§ **WHAT TO WORK ON**
Which lines in the records contain the string "brown"? Copy each such line, treating case as significant.

==== INPUT DATA

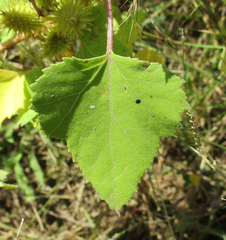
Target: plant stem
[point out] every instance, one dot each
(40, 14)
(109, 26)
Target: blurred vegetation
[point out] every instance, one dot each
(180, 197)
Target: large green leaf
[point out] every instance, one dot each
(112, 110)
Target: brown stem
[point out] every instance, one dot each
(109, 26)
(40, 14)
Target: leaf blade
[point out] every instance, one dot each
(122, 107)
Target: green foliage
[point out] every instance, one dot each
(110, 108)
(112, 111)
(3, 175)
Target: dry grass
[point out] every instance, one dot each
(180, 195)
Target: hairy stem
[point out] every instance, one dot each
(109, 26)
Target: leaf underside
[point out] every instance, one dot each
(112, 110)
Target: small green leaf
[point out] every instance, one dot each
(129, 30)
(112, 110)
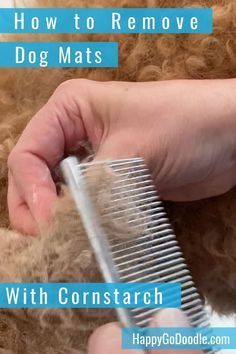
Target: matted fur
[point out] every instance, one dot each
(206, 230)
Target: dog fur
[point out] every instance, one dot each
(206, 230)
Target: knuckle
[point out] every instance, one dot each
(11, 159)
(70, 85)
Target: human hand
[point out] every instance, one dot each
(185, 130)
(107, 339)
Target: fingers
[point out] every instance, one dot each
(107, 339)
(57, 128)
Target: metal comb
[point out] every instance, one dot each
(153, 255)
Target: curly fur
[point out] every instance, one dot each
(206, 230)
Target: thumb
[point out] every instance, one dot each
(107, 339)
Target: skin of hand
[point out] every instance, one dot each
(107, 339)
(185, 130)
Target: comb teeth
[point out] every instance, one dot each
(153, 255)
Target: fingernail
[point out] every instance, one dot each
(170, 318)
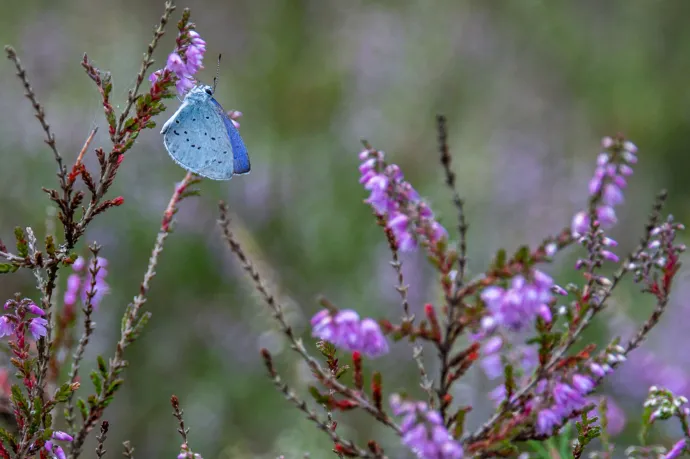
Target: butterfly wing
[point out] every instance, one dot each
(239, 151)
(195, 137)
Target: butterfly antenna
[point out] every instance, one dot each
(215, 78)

========
==== INPUT DATA

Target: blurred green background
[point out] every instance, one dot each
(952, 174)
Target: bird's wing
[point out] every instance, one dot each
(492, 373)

========
==== INPUT DATA

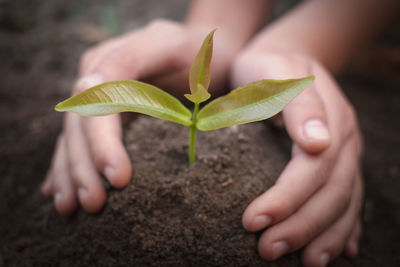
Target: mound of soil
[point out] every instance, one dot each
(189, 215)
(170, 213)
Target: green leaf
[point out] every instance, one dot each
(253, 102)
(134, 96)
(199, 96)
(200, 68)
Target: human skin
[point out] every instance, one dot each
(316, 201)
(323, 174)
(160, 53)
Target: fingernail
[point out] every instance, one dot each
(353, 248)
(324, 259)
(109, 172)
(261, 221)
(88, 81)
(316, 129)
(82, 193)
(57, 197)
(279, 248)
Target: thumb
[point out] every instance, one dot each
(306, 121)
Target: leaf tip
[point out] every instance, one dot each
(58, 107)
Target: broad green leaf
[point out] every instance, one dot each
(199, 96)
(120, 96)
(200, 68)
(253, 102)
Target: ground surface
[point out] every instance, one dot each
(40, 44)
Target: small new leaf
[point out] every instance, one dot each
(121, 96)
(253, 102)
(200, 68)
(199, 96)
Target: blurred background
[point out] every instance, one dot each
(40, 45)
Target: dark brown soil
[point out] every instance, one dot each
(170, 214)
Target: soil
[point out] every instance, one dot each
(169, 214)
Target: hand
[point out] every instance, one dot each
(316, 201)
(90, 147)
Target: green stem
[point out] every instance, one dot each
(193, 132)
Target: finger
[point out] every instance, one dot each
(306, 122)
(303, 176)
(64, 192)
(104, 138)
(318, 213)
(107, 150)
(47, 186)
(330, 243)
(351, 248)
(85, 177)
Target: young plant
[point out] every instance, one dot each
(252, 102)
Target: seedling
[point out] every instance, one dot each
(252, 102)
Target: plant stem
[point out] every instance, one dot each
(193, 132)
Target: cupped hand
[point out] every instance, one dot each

========

§ **SOLUTION FOR THIS TASK**
Target: brown stem
Target: dark brown soil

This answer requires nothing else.